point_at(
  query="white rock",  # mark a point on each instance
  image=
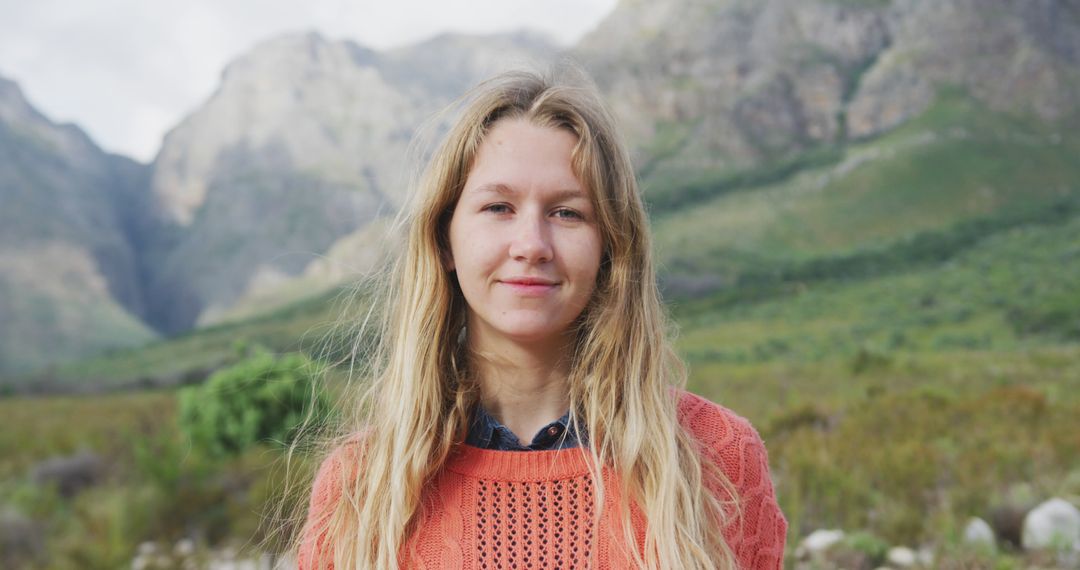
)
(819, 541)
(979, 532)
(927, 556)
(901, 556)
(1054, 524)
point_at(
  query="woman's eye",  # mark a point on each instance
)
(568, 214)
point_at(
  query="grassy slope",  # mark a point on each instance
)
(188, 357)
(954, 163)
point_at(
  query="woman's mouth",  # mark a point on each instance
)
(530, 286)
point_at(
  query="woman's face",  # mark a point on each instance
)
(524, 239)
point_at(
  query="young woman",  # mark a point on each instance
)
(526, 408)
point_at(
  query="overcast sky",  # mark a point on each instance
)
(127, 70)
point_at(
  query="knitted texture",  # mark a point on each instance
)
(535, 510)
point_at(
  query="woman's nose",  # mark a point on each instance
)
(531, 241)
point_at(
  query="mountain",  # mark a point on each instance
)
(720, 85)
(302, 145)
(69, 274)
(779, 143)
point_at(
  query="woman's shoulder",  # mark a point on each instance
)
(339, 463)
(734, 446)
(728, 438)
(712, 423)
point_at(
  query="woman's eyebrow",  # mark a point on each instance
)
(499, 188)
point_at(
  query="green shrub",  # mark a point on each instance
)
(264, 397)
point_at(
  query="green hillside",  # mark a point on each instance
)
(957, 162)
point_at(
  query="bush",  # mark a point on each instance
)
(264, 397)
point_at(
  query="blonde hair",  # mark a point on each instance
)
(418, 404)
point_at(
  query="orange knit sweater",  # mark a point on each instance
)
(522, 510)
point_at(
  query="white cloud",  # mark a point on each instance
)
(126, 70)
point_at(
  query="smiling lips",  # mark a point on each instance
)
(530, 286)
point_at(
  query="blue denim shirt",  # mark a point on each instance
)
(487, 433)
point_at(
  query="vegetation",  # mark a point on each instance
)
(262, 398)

---

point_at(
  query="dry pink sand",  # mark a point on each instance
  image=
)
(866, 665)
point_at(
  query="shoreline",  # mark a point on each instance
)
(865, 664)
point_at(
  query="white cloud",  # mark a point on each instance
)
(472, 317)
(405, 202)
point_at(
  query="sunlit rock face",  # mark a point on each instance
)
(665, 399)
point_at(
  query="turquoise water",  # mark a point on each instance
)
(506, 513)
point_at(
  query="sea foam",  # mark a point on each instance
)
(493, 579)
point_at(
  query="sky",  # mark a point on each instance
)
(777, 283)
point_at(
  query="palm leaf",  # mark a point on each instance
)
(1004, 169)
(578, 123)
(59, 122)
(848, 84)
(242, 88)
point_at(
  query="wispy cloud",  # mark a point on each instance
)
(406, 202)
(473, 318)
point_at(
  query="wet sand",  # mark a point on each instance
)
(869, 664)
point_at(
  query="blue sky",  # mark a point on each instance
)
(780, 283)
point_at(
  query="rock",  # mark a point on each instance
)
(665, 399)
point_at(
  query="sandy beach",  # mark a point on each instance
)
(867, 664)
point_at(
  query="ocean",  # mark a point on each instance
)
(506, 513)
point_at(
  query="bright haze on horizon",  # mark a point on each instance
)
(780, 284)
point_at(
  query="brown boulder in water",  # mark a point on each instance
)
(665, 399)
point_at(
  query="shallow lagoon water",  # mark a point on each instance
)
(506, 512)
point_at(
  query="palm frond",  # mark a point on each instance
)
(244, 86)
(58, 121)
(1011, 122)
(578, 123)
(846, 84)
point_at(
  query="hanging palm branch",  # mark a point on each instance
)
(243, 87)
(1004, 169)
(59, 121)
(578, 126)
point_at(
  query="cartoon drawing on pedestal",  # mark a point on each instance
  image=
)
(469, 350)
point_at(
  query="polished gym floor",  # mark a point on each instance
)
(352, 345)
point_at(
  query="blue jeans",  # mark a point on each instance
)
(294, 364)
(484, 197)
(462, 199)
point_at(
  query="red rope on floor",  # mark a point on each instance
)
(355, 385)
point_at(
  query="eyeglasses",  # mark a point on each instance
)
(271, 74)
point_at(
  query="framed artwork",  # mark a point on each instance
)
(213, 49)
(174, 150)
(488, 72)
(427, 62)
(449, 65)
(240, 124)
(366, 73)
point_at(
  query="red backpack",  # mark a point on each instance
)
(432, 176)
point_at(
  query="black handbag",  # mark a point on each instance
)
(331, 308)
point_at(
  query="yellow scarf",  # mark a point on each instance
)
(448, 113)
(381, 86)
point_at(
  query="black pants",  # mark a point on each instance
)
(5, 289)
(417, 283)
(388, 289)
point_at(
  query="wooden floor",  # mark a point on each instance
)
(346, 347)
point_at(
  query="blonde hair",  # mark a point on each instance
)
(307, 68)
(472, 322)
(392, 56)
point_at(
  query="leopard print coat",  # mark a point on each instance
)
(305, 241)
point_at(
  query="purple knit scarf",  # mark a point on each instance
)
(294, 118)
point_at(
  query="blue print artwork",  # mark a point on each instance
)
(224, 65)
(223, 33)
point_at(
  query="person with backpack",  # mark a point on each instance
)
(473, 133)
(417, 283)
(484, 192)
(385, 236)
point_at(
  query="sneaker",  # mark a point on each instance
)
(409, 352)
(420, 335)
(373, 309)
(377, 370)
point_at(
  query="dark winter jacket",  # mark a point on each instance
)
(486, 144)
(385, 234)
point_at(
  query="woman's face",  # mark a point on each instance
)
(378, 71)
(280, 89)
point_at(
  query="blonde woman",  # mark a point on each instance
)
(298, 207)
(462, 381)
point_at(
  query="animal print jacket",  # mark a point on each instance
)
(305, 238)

Task directions:
Retrieve each line of the data in which the word "scarf" can be found.

Task solution:
  query="yellow scarf",  # mark a point on each instance
  query="purple knit scarf",  # mark a point on each instance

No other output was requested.